| REQUEST |
Repeat the entire listing exactly.

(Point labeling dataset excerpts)
--- Start ---
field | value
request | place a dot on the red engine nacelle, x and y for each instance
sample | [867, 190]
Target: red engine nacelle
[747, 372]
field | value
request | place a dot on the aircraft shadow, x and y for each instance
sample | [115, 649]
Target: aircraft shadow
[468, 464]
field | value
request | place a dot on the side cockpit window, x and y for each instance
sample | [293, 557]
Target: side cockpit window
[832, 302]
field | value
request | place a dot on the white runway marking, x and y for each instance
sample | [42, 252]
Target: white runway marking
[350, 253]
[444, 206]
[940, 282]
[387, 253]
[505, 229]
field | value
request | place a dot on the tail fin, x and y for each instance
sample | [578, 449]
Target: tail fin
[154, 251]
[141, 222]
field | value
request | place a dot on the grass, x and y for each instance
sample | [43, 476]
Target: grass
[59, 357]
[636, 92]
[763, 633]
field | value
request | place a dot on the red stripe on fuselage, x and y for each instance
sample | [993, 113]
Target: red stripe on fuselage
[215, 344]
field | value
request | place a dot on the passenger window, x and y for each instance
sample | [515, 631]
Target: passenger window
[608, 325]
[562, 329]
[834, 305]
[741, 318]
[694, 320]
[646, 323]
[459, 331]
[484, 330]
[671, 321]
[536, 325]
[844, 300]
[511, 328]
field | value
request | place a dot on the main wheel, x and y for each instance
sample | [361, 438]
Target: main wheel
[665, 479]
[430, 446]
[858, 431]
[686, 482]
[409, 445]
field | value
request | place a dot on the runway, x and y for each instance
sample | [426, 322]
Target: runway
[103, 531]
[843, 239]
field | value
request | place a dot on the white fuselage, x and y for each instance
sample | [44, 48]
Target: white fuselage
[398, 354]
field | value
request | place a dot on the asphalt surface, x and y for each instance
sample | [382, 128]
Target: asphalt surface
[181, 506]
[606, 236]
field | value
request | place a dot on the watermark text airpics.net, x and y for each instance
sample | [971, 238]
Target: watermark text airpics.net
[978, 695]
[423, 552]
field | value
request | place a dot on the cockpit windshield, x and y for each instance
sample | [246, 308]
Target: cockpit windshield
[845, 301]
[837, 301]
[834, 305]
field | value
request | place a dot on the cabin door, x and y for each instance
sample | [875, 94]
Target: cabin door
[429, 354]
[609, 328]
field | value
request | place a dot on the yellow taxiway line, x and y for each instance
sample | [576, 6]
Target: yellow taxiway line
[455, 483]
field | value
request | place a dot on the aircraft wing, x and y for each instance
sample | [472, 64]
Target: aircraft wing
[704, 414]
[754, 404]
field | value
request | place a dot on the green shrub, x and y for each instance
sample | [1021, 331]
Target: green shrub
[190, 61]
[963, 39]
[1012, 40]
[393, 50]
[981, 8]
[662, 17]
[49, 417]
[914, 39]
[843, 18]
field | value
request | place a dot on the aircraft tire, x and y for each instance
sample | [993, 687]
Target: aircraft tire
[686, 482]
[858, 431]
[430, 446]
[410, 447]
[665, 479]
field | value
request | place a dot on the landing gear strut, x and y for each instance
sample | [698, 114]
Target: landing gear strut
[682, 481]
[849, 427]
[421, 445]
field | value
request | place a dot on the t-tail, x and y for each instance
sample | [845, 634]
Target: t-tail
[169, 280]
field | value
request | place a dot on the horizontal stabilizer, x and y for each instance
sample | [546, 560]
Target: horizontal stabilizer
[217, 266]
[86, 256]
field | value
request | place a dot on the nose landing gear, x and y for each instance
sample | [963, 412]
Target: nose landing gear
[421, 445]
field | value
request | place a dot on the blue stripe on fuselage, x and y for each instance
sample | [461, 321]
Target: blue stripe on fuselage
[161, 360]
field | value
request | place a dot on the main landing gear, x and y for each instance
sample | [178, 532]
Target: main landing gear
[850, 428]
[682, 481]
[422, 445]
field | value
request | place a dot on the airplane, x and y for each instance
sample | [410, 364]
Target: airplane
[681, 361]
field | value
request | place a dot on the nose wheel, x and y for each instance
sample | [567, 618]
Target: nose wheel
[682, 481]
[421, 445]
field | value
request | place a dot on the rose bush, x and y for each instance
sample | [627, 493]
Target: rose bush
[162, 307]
--- End ---
| ANSWER TO THE PROBLEM |
field | value
request | place a dot on the red engine nacelle, x and y for each instance
sample | [867, 190]
Target: red engine nacelle
[747, 372]
field | value
request | place a dot on the aircraft shadow, x and y for each instance
sample | [115, 649]
Target: aircraft shadow
[468, 464]
field | value
request | place a dot on the side cockpit window, x and y for each instance
sample | [293, 557]
Target: side cockpit window
[832, 302]
field | value
request | place a dot on the white runway marking, x and y for each instance
sample | [42, 252]
Target: white runway marking
[350, 253]
[444, 206]
[940, 282]
[387, 253]
[505, 229]
field | value
request | place a dot on the tail fin, x and y for each instance
sample | [578, 449]
Target: tail fin
[154, 251]
[141, 222]
field | value
request | place a dot on the grass, x and y for each instance
sample | [43, 476]
Target: grass
[59, 357]
[636, 92]
[763, 633]
field | value
request | place a dot on the red stripe on fuselage, x and y for each instance
sample | [993, 113]
Target: red stripe on fuselage
[215, 344]
field | value
request | place a dot on the passenger window, x and y for each instance
sample | [515, 631]
Target: passenger window
[608, 325]
[562, 329]
[834, 305]
[741, 318]
[694, 320]
[646, 323]
[459, 331]
[484, 330]
[671, 321]
[536, 325]
[844, 300]
[511, 328]
field | value
request | place a dot on the main wheel, x and y for each instance
sample | [361, 438]
Target: main wheel
[665, 479]
[430, 446]
[858, 431]
[686, 482]
[409, 445]
field | value
request | place a dot on the runway, x and y for each instance
sample | [426, 322]
Target: runway
[103, 531]
[843, 239]
field | value
request | place a dot on the white fuselage, x and y for each instance
sample | [44, 48]
Target: white fuselage
[398, 354]
field | value
request | place a dot on the asphalt surface, x and y for each instance
sample | [382, 128]
Target: asphalt surface
[181, 506]
[606, 236]
field | value
request | place a dot on the watermark text airpics.net, x and y for each instance
sample | [971, 238]
Target: watermark text airpics.net
[978, 695]
[423, 552]
field | value
request | place a dot on the cockpit windshield, x and y for each instance
sample | [246, 308]
Target: cockpit windshield
[845, 301]
[837, 301]
[834, 305]
field | value
request | place a dot on the cabin door, x and y for each instance
sample | [875, 94]
Target: cabin door
[429, 354]
[609, 328]
field | value
request | place a dot on the yellow taxiway line, x and y for each instance
sample | [576, 6]
Target: yellow taxiway line
[455, 483]
field | value
request | place a dot on the aircraft wing, x and y for each instance
sample | [472, 64]
Target: aircraft wing
[704, 414]
[754, 404]
field | value
request | place a dot on the green shrub, x and y for each instance
sample | [1021, 331]
Target: green shrub
[190, 61]
[963, 39]
[1012, 40]
[393, 50]
[981, 8]
[662, 17]
[49, 417]
[914, 39]
[843, 18]
field | value
request | place a dot on the aircraft tire, x and y for each instance
sample | [993, 687]
Target: aircraft tire
[686, 482]
[858, 431]
[430, 446]
[410, 447]
[665, 479]
field | value
request | place a dot on the landing gear strut, x and y for each instance
sample | [698, 114]
Target: landing gear strut
[682, 481]
[849, 427]
[421, 445]
field | value
request | place a dot on the t-tail, x and y for each instance
sample | [845, 634]
Target: t-tail
[169, 280]
field | value
request | place a dot on the horizontal stabilizer, x and y for each instance
sample | [546, 560]
Target: horizontal stabilizer
[217, 266]
[86, 256]
field | value
request | place a dot on the nose landing gear, x and y for each instance
sample | [963, 412]
Target: nose landing gear
[421, 445]
field | value
request | place a dot on the blue stripe on fuselage, x and y for each instance
sample | [461, 321]
Target: blue stripe on fuselage
[161, 360]
field | value
request | place a dot on the main landing gear, x and y for each instance
sample | [178, 532]
Target: main landing gear
[850, 428]
[682, 481]
[422, 445]
field | value
request | place a dot on the airplane, x and y for each instance
sample | [410, 364]
Target: airplane
[681, 361]
field | value
request | place a dot on the nose wheel, x and y for each instance
sample | [567, 618]
Target: nose wheel
[682, 481]
[421, 445]
field | value
request | place a dot on the rose bush, x and y for each instance
sample | [627, 493]
Target: rose bush
[162, 307]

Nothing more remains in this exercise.